| What you have to do |
Transcribe the items verbatim from their opening line up to and including the line that contains "Query: gravel ground".

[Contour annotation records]
******

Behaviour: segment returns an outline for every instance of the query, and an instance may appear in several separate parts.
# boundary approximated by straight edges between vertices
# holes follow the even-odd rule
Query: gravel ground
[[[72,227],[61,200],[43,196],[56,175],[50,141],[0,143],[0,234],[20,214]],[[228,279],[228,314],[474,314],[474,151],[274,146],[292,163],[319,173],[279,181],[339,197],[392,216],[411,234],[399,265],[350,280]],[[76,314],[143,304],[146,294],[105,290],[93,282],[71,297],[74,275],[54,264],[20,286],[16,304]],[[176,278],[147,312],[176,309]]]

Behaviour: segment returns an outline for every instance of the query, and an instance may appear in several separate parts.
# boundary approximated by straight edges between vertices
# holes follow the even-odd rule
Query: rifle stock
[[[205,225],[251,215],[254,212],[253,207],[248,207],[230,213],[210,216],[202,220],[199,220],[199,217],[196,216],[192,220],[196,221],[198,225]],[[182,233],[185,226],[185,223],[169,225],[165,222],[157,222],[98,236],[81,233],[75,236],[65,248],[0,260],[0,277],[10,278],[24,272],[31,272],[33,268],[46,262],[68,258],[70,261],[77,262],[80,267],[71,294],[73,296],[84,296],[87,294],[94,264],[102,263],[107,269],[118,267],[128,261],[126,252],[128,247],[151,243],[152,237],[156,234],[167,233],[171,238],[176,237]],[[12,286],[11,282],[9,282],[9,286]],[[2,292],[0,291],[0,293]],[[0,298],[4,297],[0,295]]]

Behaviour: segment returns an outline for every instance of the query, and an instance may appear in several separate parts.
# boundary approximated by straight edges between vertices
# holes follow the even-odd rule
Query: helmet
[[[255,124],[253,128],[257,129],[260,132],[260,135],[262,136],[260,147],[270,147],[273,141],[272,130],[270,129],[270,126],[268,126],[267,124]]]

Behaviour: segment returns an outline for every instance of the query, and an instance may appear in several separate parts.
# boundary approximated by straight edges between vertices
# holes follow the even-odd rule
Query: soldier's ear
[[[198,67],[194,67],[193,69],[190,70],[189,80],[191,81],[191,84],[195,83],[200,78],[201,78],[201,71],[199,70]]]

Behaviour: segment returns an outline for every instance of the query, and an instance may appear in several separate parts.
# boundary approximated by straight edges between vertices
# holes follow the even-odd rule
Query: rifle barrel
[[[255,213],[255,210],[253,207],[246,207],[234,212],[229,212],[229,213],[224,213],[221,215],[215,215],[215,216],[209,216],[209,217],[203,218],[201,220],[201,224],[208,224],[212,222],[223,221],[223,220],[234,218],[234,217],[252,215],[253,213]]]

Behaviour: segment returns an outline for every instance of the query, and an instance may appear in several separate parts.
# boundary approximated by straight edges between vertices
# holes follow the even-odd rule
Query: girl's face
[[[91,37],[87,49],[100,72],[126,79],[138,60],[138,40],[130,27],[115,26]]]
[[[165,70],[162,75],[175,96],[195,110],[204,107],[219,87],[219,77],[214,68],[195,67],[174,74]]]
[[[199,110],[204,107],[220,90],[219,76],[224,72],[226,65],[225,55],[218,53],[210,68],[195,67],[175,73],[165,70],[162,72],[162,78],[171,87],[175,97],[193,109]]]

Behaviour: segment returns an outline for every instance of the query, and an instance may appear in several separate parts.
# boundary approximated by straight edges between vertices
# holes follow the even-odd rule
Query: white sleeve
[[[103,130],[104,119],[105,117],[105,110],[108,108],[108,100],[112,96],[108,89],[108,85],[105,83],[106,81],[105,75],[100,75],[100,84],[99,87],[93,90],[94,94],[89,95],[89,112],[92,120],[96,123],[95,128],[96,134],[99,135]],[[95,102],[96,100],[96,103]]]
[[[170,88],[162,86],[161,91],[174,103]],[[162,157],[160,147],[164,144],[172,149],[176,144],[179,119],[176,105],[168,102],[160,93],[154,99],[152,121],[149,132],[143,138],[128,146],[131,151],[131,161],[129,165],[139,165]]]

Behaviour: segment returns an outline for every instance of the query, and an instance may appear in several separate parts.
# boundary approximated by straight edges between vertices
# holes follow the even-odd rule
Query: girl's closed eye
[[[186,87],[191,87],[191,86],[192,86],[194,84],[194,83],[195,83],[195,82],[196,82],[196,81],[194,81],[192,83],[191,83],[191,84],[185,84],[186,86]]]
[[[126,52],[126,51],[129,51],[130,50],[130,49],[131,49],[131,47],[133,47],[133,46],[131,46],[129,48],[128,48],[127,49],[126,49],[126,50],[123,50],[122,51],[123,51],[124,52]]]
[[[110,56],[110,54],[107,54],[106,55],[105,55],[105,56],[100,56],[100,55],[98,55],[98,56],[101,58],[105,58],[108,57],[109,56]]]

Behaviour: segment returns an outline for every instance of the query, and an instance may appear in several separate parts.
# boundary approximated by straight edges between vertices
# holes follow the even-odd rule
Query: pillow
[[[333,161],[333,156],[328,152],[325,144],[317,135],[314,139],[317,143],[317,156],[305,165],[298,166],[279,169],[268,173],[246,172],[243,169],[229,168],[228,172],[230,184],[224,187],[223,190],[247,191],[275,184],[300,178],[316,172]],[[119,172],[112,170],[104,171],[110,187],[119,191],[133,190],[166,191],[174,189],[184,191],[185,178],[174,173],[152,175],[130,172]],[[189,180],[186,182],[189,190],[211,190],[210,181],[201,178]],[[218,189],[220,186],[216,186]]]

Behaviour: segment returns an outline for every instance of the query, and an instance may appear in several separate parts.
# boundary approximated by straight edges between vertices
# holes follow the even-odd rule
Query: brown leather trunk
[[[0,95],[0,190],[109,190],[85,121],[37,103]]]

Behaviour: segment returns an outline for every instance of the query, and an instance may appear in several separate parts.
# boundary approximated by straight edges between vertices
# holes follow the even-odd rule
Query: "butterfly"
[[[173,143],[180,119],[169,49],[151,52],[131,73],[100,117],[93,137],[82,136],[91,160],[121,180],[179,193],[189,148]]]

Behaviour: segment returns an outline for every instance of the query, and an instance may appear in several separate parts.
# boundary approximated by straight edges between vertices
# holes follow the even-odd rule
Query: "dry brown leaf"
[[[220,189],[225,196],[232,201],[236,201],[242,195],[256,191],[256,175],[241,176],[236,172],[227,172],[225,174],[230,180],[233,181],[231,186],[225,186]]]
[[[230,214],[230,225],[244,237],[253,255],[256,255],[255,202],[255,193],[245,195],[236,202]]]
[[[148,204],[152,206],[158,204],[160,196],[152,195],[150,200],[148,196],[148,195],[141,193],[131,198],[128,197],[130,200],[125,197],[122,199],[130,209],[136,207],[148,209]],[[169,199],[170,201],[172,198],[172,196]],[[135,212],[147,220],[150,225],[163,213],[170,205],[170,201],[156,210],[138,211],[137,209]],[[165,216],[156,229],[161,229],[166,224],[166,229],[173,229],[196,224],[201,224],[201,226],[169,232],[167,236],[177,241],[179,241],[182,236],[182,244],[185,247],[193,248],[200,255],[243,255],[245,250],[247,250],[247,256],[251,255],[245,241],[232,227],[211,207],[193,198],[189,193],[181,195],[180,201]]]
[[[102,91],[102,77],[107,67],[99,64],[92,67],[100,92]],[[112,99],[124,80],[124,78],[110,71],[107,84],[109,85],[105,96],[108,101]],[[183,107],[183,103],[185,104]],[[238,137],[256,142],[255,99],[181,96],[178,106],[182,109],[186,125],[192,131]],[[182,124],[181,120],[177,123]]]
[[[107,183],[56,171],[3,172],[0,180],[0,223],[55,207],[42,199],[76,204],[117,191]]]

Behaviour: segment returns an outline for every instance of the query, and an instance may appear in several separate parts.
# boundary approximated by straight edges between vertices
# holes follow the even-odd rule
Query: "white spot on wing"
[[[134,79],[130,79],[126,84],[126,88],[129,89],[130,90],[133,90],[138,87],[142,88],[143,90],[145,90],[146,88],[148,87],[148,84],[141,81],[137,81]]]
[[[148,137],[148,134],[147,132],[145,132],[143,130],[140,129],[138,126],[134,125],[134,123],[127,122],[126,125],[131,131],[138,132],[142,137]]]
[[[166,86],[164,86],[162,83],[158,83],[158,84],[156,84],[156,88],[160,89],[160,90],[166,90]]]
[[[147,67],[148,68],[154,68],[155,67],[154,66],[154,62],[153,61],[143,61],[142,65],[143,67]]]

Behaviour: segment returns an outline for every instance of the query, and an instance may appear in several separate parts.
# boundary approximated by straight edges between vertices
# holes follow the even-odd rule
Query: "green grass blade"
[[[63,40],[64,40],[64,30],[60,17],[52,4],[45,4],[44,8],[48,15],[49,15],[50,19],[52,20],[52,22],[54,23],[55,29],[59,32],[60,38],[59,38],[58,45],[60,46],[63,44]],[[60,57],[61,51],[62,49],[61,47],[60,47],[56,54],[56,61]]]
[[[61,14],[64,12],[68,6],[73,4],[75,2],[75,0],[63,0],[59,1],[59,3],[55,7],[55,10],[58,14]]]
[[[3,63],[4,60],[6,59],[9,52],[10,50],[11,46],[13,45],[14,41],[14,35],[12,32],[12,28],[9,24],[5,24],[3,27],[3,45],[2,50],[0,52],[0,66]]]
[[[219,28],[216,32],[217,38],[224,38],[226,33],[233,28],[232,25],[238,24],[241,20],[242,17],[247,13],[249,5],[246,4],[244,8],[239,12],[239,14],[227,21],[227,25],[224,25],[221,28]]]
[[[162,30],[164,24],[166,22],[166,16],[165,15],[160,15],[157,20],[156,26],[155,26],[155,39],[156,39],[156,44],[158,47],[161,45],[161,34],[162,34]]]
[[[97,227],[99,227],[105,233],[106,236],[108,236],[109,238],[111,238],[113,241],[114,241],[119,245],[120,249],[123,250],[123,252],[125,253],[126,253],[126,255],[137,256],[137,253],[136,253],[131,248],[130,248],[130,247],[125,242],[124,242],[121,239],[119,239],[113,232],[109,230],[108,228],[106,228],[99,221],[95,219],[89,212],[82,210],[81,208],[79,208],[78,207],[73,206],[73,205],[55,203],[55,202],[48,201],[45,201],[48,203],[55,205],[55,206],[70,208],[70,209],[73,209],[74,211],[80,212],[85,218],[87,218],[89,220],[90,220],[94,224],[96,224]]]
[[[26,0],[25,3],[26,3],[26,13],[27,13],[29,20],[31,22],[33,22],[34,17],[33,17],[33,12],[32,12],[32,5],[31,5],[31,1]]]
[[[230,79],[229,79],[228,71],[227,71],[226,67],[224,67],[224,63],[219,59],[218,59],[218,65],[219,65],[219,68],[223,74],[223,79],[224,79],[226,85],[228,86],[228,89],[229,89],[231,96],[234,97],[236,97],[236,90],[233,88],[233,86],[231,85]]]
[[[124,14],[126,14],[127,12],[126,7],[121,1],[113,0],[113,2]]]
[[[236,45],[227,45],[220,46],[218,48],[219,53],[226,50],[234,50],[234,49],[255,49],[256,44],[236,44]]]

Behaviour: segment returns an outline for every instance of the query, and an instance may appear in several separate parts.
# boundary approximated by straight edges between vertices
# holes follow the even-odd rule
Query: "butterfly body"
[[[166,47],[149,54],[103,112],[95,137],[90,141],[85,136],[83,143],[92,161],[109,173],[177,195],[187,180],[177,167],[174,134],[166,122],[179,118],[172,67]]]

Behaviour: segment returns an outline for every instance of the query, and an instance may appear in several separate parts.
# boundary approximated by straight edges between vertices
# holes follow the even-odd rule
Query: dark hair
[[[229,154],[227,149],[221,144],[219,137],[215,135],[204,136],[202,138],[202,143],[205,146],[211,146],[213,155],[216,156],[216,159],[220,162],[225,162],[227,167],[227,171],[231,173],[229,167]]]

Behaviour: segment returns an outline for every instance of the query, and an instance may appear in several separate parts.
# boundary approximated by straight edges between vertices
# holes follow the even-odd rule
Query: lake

******

| Response below |
Behaviour: segment returns an outline for every instance of the query, and an instance may appear in several separate parts.
# boundary approximated by straight edges between vertices
# holes follow the even-odd rule
Query: gravel ground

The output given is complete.